■ **ARBEITSAUFTRAG 1**
Erklären Sie anhand des Kommentars, weshalb der Verfasser nach eigener Aussage einen dicken Hals und Angst hat.
■ **ARBEITSAUFTRAG 2**
Prüfen Sie, ob die folgenden Aussagen mit dem Kommentar übereinstimmen, und antworten Sie jeweils mit Ja oder Nein samt den entscheidenden Worten des Kommentars im genauen Wortlaut: (a) Moldau-Wasser wird zur Kühlung der Temelin-Atommeiler gepumpt. (b) Söder will Atomstrom nach Tschechien exportieren. (c) Der Kommentar stammt von Markus Söder.

■ **VORGEGEBENER TEXT**
Energieversorgung ist kein Rein-Raus-Spiel

Thematische Einordnung

Von hier wird Moldau-Wasser zur Kühlung der beiden Temelin-Atommeiler oben auf dem Berg gepumpt. [Foto: Heinz Wraneschitz bildtext.de]

Ein Atom-Kommentar von Heinz Wraneschitz

Seit dieser Woche hab ich wieder einen ganz dicken Hals. Und Angst dazu. Denn „mein“ fränkisch-bayerischer Ministerpräsident MP Markus Söder (CSU) hat schon wieder mal eine aus seiner Sicht brandneue Idee: Die Tschechen beim Kernkraftausbau unterstützen – mit unserem Steuergeld? – und Atomstrom aus dem Nachbarland importieren.

Der Blick zurück: Wirrungen.

■ **BEREITGESTELLTES MATERIAL**
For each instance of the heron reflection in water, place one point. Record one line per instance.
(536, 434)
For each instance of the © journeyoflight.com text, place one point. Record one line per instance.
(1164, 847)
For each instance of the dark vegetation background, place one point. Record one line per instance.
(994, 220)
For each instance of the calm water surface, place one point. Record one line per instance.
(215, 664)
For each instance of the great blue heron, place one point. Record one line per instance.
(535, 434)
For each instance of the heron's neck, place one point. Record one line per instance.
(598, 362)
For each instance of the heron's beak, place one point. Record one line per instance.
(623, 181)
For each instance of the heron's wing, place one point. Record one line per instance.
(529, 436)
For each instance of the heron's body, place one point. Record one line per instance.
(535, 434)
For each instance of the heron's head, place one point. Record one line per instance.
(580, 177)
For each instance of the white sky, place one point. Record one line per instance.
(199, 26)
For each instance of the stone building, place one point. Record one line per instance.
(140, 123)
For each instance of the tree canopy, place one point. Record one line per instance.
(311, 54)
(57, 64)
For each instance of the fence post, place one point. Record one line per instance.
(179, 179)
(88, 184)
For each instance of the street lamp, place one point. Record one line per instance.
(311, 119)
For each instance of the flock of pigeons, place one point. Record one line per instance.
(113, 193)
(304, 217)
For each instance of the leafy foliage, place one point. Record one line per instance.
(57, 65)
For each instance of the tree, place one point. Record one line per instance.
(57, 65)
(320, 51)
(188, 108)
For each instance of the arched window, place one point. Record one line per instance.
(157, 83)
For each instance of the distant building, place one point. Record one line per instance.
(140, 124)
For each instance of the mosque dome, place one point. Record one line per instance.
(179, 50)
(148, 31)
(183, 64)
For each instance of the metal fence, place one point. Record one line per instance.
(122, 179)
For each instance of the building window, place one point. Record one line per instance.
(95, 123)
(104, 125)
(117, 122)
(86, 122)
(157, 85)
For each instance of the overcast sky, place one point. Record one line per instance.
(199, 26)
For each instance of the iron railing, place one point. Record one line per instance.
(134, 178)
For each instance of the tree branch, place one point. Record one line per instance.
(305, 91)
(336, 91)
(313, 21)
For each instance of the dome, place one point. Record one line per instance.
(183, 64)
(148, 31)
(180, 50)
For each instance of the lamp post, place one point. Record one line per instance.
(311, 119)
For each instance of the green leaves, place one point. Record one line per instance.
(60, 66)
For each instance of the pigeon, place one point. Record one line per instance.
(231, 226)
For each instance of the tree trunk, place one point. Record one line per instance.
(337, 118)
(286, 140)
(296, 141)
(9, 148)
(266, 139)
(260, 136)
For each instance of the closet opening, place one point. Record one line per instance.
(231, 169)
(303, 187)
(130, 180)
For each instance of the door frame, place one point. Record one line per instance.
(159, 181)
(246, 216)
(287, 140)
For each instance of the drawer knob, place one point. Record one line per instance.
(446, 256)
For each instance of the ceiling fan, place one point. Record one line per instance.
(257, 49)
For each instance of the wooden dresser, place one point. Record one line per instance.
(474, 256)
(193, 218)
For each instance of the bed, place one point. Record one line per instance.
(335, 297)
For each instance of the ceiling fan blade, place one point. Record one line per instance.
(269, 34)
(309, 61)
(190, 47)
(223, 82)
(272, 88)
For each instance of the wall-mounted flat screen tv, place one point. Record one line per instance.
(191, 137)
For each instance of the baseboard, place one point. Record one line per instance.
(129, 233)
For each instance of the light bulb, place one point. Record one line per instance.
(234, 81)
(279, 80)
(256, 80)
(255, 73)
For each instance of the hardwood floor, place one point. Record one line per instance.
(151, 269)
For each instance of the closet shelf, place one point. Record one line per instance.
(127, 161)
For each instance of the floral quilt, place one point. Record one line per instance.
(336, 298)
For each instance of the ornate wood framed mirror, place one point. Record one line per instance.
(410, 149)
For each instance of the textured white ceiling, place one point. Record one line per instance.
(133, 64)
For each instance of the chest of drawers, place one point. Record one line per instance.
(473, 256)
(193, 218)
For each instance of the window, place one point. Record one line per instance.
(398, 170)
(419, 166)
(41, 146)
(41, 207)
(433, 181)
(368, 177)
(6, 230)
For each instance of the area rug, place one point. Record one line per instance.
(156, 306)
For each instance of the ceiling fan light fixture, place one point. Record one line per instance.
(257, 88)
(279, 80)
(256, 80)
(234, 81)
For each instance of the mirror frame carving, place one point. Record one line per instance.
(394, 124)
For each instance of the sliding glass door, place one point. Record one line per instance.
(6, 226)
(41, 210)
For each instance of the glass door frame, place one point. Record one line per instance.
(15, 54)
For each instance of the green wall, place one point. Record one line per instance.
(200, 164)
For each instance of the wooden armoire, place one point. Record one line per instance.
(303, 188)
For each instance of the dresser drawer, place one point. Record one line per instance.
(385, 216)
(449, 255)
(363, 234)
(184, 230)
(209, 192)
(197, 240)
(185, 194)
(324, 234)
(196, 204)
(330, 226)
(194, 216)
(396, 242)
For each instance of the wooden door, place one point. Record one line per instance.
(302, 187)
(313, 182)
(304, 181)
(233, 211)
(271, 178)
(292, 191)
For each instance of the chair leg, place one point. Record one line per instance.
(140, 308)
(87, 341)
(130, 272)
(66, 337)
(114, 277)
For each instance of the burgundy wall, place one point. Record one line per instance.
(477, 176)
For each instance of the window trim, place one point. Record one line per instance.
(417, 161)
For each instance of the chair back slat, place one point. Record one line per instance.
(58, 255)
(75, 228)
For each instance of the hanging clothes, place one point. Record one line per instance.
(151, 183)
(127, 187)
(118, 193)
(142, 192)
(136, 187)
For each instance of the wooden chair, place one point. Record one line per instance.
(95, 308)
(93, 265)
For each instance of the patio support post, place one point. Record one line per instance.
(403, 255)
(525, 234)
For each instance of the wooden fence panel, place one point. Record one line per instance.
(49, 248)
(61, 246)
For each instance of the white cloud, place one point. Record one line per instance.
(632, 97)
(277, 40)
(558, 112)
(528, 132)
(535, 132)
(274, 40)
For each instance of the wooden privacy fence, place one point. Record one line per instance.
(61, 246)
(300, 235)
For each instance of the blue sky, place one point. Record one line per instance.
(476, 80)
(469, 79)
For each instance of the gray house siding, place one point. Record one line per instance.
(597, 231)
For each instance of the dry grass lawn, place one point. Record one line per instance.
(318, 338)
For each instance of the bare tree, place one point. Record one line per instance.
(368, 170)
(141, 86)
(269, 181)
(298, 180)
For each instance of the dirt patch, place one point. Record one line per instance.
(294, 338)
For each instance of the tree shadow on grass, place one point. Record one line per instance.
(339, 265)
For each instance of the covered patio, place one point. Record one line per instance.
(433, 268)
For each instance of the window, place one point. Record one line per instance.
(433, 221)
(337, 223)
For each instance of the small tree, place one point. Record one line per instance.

■ **ERGEBNIS 1**
Der bayerische Ministerpräsident Markus Söder (CSU) hat erneut eine aus seiner Sicht brandneue Idee. Er will die Tschechen beim Kernkraftausbau unterstützen und Atomstrom aus dem Nachbarland importieren. Dabei fragt der Verfasser, ob das mit „unserem Steuergeld“ geschehen soll.

■ **ERGEBNIS 2**
(a) Ja: „Von hier wird Moldau-Wasser zur Kühlung der beiden Temelin-Atommeiler oben auf dem Berg gepumpt.“
(b) Nein: „und Atomstrom aus dem Nachbarland importieren“
(c) Nein: „Ein Atom-Kommentar von Heinz Wraneschitz“